(Dataset excerpt)
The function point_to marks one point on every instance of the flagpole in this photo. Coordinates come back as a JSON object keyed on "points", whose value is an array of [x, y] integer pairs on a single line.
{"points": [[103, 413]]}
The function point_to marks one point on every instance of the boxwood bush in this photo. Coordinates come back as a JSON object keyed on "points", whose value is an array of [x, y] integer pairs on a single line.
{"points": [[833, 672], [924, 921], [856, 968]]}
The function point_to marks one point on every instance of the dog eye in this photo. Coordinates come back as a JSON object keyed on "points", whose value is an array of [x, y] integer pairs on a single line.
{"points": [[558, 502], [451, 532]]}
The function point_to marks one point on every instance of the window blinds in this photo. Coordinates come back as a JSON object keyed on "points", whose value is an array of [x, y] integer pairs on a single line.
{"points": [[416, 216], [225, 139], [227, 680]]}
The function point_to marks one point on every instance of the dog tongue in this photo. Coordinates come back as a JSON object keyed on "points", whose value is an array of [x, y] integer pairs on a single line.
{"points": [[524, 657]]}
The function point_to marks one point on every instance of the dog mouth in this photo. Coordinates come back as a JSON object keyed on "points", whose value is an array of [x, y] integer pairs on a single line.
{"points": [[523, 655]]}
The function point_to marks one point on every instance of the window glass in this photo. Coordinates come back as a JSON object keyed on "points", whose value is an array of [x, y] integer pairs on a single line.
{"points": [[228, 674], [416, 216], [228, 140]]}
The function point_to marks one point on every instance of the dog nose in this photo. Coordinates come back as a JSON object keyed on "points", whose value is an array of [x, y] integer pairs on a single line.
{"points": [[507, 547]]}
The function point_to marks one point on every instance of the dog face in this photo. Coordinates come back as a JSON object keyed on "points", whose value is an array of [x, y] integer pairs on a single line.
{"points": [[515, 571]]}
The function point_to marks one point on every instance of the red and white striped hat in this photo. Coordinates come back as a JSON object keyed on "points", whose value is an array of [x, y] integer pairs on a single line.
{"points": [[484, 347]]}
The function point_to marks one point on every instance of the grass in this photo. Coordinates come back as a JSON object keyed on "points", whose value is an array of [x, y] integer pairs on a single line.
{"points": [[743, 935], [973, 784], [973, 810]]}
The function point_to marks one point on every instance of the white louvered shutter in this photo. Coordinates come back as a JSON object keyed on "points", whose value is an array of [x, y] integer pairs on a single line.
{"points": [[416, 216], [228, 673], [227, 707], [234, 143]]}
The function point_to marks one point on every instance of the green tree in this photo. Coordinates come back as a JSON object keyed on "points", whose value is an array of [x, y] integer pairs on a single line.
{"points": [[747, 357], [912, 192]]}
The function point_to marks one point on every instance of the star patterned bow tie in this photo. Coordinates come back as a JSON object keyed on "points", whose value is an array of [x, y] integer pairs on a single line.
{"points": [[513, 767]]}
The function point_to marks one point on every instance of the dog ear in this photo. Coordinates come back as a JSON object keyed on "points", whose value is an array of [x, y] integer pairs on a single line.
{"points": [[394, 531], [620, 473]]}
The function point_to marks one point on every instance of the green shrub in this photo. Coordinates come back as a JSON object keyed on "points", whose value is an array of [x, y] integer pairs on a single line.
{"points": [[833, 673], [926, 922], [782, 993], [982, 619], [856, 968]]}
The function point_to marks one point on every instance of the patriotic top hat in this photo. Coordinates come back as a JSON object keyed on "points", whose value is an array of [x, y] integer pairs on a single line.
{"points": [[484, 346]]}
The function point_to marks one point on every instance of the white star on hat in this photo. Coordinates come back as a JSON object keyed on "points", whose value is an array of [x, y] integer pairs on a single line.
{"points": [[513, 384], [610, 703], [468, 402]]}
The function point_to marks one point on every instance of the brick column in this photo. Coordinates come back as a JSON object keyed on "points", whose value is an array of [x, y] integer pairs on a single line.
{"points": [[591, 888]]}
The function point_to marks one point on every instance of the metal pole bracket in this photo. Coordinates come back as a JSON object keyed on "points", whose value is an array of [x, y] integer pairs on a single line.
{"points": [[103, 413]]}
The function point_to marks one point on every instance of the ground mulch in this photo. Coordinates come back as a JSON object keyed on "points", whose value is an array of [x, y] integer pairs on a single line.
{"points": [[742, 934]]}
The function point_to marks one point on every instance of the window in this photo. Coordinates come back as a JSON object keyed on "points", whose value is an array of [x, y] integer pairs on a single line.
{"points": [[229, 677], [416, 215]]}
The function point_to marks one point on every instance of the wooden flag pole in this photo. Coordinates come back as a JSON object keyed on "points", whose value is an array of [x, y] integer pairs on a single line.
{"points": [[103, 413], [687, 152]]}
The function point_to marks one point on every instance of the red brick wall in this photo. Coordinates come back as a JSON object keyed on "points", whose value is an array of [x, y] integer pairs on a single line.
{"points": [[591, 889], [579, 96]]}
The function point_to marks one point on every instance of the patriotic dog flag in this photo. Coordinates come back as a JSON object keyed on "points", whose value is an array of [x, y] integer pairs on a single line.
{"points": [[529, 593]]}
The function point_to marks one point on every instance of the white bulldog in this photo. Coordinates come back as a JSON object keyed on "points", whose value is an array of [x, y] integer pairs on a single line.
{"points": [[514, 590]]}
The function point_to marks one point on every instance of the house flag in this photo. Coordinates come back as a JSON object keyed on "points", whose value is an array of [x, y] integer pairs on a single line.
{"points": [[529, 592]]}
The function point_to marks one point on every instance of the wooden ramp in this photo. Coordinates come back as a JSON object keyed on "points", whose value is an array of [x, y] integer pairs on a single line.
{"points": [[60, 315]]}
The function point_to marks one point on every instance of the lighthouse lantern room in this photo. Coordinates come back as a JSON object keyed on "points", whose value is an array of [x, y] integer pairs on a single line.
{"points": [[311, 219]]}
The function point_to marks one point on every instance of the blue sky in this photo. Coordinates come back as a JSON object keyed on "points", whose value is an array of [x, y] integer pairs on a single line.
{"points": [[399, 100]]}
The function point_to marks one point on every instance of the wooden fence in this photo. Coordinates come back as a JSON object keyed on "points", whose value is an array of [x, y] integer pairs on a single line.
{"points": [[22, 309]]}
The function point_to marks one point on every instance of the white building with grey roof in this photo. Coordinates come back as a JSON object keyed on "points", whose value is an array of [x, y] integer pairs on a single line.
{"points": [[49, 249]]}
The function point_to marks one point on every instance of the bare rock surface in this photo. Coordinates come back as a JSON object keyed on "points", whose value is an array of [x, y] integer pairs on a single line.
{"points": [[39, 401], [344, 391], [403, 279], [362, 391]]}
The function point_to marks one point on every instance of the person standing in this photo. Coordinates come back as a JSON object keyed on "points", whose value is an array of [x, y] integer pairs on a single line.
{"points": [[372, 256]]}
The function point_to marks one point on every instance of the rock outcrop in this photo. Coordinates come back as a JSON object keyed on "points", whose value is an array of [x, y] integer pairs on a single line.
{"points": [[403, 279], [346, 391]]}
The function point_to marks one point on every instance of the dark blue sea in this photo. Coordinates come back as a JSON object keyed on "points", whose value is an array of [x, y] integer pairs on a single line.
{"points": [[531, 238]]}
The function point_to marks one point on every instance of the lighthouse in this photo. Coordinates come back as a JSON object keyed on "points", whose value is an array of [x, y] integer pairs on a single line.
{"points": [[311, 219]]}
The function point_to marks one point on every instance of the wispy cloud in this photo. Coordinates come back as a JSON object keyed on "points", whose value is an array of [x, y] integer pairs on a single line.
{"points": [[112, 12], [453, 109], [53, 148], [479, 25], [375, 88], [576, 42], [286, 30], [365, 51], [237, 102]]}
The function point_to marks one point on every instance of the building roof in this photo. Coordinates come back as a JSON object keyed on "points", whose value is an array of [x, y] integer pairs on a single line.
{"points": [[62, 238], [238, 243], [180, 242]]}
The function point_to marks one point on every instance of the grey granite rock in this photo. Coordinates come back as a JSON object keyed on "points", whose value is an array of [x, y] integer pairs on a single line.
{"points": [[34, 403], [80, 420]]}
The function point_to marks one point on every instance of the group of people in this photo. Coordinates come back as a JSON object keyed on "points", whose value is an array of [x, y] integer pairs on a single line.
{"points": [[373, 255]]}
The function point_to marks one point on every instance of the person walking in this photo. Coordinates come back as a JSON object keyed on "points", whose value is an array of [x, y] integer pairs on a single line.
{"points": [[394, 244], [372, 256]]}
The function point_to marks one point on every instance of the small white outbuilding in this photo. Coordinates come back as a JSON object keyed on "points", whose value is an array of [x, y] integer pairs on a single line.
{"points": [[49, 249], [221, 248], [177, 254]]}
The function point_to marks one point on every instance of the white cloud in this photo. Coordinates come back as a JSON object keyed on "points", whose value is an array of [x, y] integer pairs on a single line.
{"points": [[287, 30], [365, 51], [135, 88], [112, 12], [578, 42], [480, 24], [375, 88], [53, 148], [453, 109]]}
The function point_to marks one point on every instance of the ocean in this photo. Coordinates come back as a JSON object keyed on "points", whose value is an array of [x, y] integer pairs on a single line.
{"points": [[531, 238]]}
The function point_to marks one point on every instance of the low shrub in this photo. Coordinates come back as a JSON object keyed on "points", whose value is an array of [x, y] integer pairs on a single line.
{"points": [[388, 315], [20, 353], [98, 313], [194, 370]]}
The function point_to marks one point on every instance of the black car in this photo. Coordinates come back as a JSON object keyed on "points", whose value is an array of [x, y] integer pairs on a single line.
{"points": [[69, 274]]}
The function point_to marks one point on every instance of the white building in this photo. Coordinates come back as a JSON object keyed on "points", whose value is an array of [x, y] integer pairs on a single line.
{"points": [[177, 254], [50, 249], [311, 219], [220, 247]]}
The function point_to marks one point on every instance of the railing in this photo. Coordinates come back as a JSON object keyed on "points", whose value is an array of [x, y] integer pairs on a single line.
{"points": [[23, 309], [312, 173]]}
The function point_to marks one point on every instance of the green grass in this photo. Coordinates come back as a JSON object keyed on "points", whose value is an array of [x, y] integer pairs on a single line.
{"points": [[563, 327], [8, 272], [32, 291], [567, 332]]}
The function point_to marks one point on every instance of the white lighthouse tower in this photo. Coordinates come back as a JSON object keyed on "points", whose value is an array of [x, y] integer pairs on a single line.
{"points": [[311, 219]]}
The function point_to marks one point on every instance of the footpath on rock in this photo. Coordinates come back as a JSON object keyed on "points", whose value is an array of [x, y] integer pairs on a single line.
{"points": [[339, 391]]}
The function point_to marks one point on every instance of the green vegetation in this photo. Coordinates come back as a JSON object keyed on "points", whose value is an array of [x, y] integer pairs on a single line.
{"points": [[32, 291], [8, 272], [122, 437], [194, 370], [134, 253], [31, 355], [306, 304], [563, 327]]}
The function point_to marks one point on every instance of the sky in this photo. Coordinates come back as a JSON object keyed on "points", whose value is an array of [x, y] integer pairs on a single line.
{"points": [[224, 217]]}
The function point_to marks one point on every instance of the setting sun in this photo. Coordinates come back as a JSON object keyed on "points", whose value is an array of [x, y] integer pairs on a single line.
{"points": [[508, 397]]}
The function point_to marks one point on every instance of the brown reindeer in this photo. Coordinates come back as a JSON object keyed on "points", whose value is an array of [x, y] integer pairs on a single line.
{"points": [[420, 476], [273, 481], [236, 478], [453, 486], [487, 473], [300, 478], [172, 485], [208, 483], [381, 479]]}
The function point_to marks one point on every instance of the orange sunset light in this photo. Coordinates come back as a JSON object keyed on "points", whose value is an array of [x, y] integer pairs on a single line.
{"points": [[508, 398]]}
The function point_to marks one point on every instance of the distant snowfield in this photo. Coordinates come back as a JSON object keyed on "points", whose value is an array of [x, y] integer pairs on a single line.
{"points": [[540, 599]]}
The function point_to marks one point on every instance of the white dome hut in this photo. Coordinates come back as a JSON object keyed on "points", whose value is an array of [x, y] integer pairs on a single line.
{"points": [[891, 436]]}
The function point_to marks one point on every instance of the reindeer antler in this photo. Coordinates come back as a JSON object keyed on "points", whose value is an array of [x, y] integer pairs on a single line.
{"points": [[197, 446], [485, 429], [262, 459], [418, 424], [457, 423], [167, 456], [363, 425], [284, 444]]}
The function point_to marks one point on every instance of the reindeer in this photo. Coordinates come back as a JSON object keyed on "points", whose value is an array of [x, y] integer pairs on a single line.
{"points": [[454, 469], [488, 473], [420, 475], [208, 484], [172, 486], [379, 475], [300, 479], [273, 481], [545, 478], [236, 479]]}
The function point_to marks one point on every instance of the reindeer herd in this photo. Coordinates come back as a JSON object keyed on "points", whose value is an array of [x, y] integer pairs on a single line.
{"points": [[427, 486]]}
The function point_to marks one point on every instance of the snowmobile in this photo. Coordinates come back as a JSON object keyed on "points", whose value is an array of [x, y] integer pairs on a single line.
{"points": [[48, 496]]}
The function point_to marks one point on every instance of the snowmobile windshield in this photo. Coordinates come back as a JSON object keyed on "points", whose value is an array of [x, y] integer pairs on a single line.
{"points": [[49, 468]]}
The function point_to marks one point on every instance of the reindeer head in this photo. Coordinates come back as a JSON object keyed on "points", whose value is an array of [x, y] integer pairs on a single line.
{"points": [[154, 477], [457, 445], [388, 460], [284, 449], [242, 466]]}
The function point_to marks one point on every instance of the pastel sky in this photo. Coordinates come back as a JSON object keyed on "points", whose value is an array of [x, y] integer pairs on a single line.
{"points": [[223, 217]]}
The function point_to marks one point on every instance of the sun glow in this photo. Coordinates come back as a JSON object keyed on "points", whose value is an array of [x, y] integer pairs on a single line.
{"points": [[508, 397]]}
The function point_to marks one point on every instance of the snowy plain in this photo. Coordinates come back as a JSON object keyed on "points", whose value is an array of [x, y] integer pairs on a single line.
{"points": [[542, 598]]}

## What is being asked
Transcribe word for word the lines from the one holding "of the pastel" to the last line of the listing above, inclusive.

## Exercise result
The function point_to marks one point on every instance of the pastel sky in this photo. Coordinates come back as a JSON object keyed on "points", whose value is an array of [x, y] integer pairs on a single line.
{"points": [[223, 217]]}
The function point_to marks one point on every instance of the sun glow in this photo. Coordinates come back as a JSON object keyed on "points", whose value is an array of [x, y] integer pairs on a single line.
{"points": [[508, 397]]}
The function point_to marks one point on every instance of the snowy plain in this photo. Coordinates come back as a JSON object keyed on "points", whose value is an array of [x, y] integer pairs on a single line.
{"points": [[542, 598]]}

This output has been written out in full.